▶ **PASSAGE TO READ**:
* * * * * * * * *

Who uses IE or Firefox anymore??
Keith: yes, that's correct. Users will just have to learn how to do strand flipping in their heads - the only problem will be A/T and C/G SNPs, but fortunately these are reasonably rare (0.75% of SNPs on the 23andMe v2 chip and 1.5% of SNPs on the v3 chip). Alternatively, geneticists could agree to adopt a consistent standard for strand representation (cue hysterical laughter).
Who uses IE or Firefox anymore??
20.6% and 42.0% of ScienceBlogs readers, respectively. Chrome comes in third with a 17.9% market share. But that said, Chrome support is the first thing I asked about. :-)
Re: reverse complementing SNPs
In general, Illumina GWAS chips (unlike Affymetrix's) purposefully only include A/C, A/G, C/T and G/T SNPs, so the small number of A/T and C/G SNPs reported by 23andMe is from their custom component on top. Therefore, that strand flipping is not a problem is an artifact of the technology used.
To take the bait (and as Daniel knows full well) the obvious method would be to report only on the forward strand, but that implies a fixed genome assembly. So, a large chunk of lab work is still done on assembly NCBI36, as that is what HapMap's data has been reported on. (And people don't know how to cope with alternate named haplotypes in GRCh37, but that's a different story).
The alternative to fixing the assembly, is to fix which allele to report first by sequence context - Illumina's version of that is online.
Yes, I should have specified that the AT/GC problem will be more of an issue for other chips (e.g. Navigenics, which last time I checked used an Affy 6.0 array).
And all fair points on the strandedness issue; strandedness has long been the bane of many a geneticist's existence, but I agree that's because it's a genuinely difficult problem to solve.

* * * * * * * * *

▶ **PROBLEMS TO WORK ON**:
1. Rewrite the forum thread on SNP strand flipping, starting with "And all fair" and going on through "problem to solve.", with "bane" changed to "curse".
2. Write the next part of the forum thread on SNP strand flipping, picking up after its final post.

▶ **Natural language region descriptions**:

* * * * * * * * *

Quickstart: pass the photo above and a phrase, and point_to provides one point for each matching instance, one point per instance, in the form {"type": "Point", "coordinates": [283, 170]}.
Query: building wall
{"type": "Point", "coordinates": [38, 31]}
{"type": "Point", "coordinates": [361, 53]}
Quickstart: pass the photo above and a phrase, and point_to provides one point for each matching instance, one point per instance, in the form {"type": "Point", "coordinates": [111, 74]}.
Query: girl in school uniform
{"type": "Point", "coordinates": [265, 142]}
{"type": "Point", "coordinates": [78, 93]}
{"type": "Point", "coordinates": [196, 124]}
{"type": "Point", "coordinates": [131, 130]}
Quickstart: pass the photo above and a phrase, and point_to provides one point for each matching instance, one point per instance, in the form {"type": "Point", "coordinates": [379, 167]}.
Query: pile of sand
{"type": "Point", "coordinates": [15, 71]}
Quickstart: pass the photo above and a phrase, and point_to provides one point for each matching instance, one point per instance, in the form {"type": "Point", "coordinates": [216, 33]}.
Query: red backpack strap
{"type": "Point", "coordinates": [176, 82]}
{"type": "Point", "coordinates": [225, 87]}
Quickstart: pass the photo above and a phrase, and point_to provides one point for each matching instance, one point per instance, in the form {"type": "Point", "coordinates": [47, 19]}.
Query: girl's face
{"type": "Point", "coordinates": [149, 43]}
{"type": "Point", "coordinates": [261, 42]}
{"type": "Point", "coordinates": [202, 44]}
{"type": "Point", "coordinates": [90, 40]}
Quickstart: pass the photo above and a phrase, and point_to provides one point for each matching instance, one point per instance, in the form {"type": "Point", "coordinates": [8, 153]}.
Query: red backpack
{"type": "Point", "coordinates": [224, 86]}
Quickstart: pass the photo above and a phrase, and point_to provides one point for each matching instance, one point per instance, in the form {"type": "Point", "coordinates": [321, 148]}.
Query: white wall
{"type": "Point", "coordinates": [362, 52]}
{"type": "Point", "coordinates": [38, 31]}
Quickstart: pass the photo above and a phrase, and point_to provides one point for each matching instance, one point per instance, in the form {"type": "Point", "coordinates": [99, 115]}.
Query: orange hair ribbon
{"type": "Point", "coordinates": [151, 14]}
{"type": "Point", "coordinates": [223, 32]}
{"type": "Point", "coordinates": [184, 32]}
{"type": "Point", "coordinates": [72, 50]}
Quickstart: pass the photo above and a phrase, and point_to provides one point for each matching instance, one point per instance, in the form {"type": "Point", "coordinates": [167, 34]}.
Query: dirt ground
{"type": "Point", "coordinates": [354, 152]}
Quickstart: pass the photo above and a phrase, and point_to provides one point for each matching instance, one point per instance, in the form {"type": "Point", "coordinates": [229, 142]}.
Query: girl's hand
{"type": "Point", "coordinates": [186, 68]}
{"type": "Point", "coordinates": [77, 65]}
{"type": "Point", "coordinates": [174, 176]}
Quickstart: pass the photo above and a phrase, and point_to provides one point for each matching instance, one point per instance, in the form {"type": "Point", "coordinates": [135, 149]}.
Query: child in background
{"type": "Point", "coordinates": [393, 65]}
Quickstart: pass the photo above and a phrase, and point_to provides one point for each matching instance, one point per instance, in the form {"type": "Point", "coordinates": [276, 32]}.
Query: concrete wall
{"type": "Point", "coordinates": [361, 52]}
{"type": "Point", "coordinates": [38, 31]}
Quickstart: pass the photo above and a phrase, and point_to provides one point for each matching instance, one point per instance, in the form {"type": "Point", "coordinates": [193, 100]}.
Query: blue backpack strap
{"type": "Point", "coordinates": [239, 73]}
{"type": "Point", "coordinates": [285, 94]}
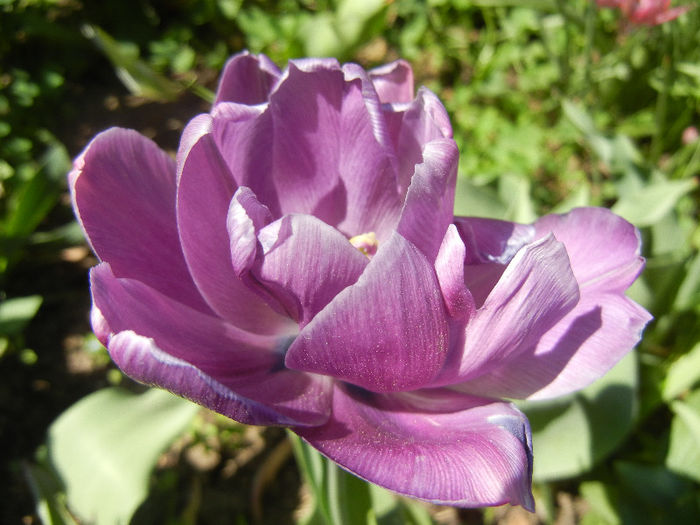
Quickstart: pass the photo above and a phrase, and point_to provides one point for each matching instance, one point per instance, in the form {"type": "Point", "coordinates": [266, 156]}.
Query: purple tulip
{"type": "Point", "coordinates": [299, 264]}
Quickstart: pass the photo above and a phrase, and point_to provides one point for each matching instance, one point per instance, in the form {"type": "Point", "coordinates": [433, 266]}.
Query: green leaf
{"type": "Point", "coordinates": [49, 503]}
{"type": "Point", "coordinates": [684, 445]}
{"type": "Point", "coordinates": [514, 191]}
{"type": "Point", "coordinates": [135, 74]}
{"type": "Point", "coordinates": [16, 313]}
{"type": "Point", "coordinates": [571, 434]}
{"type": "Point", "coordinates": [348, 496]}
{"type": "Point", "coordinates": [650, 203]}
{"type": "Point", "coordinates": [683, 374]}
{"type": "Point", "coordinates": [31, 202]}
{"type": "Point", "coordinates": [688, 295]}
{"type": "Point", "coordinates": [602, 508]}
{"type": "Point", "coordinates": [652, 494]}
{"type": "Point", "coordinates": [105, 446]}
{"type": "Point", "coordinates": [477, 201]}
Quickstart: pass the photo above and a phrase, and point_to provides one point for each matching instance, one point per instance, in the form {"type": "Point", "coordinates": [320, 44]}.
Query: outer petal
{"type": "Point", "coordinates": [393, 82]}
{"type": "Point", "coordinates": [413, 125]}
{"type": "Point", "coordinates": [387, 332]}
{"type": "Point", "coordinates": [123, 190]}
{"type": "Point", "coordinates": [536, 291]}
{"type": "Point", "coordinates": [247, 79]}
{"type": "Point", "coordinates": [449, 267]}
{"type": "Point", "coordinates": [161, 342]}
{"type": "Point", "coordinates": [604, 249]}
{"type": "Point", "coordinates": [306, 263]}
{"type": "Point", "coordinates": [602, 327]}
{"type": "Point", "coordinates": [428, 208]}
{"type": "Point", "coordinates": [246, 216]}
{"type": "Point", "coordinates": [579, 349]}
{"type": "Point", "coordinates": [435, 445]}
{"type": "Point", "coordinates": [205, 189]}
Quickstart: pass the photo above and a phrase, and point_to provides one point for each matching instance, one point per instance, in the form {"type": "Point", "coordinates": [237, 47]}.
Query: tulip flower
{"type": "Point", "coordinates": [646, 12]}
{"type": "Point", "coordinates": [299, 264]}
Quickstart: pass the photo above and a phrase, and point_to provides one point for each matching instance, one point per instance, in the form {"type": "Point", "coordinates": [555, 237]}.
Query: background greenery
{"type": "Point", "coordinates": [554, 104]}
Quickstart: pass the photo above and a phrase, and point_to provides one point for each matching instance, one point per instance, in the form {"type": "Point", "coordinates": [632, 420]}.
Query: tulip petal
{"type": "Point", "coordinates": [393, 82]}
{"type": "Point", "coordinates": [436, 445]}
{"type": "Point", "coordinates": [387, 332]}
{"type": "Point", "coordinates": [327, 161]}
{"type": "Point", "coordinates": [306, 263]}
{"type": "Point", "coordinates": [607, 257]}
{"type": "Point", "coordinates": [449, 267]}
{"type": "Point", "coordinates": [536, 290]}
{"type": "Point", "coordinates": [429, 204]}
{"type": "Point", "coordinates": [247, 79]}
{"type": "Point", "coordinates": [489, 246]}
{"type": "Point", "coordinates": [161, 342]}
{"type": "Point", "coordinates": [123, 190]}
{"type": "Point", "coordinates": [205, 189]}
{"type": "Point", "coordinates": [413, 125]}
{"type": "Point", "coordinates": [579, 349]}
{"type": "Point", "coordinates": [246, 216]}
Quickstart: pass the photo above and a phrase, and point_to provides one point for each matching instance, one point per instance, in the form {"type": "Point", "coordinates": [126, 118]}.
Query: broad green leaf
{"type": "Point", "coordinates": [348, 496]}
{"type": "Point", "coordinates": [683, 374]}
{"type": "Point", "coordinates": [580, 197]}
{"type": "Point", "coordinates": [310, 463]}
{"type": "Point", "coordinates": [684, 444]}
{"type": "Point", "coordinates": [650, 203]}
{"type": "Point", "coordinates": [652, 494]}
{"type": "Point", "coordinates": [602, 509]}
{"type": "Point", "coordinates": [514, 191]}
{"type": "Point", "coordinates": [105, 446]}
{"type": "Point", "coordinates": [477, 201]}
{"type": "Point", "coordinates": [16, 313]}
{"type": "Point", "coordinates": [571, 434]}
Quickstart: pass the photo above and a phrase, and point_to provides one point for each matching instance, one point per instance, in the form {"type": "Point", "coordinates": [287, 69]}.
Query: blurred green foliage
{"type": "Point", "coordinates": [554, 105]}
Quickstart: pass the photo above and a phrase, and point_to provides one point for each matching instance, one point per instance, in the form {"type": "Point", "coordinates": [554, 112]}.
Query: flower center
{"type": "Point", "coordinates": [367, 243]}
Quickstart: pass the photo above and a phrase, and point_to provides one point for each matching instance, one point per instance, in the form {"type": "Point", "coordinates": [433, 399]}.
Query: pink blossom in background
{"type": "Point", "coordinates": [646, 12]}
{"type": "Point", "coordinates": [299, 264]}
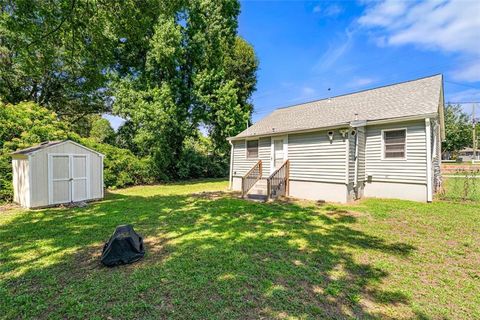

* * * * * * * * *

▶ **TASK ANSWERS**:
1.
And all fair points on the strandedness issue; strandedness has long been the curse of many a geneticist's existence, but I agree that's because it's a genuinely difficult problem to solve.

2.
The Illumina GWAS chips do not assay A/T and C/G SNPs because it is cheaper not to - or, if you prefer, they have chosen to double the SNP density by not doing so:
Yes, I should get out more.
Hi everyone -
Yes, Chrome is definitely high on the port list, as Daniel points out. So far, it's the top vote in our informal survey from the release. Safari is a distant second, and IE is last with zero votes.
On the strand issues - these break down into two categories, basically - which strand the SNP is reported on, and whether the SNP is prone to ambiguity (A/T and C/G). Each probably calls for a different solution. 23andMe data is normalized to the + strand always, so we've taken the tack in this first release to just report it as-is, and assume that people will do whatever they normally do with their raw 23andMe data anyway (flip strands mentally, look up in dbSNP, etc.). We are looking at ways, however, to make this friendlier in future releases - at a minimum, we could flag the A/T and C/G SNPs so people have some warning when dealing with them. For strand orientation, we are contemplating ways to show dbSNP orientation alongside the native data, etc. This is a bit tricky because it either requires pre-processing of raw data or real-time API lookup, each of which has disadvantages.
DECODEme will probably be the platform we support next, just because it's one we are familiar with (so if you want Navigenics, or any other platform, *please* point us to some good data files to use for testing! email firstname.lastname@example.org if you don't mind). DECODEme conveniently puts strand orientation per SNP right in the file, even though everything isn't + strand normalized.
Do stay tuned to SNPTips and 5AM Solutions - we have more cool things in the works...
Increasingly SNPs are included on chips because they are the best tags for known effects, or because they are rare SNPs that cannot be tagged any other way, meaning that the GC/AT rate continues to rise. The illumina 1M chip has 0.4% GC/AT SNPs, whereas the 2.5M has about 2.5%. Plus, illumina genotyping is far from the only technology that calls variants, and sequencing calls are going to get increasingly common.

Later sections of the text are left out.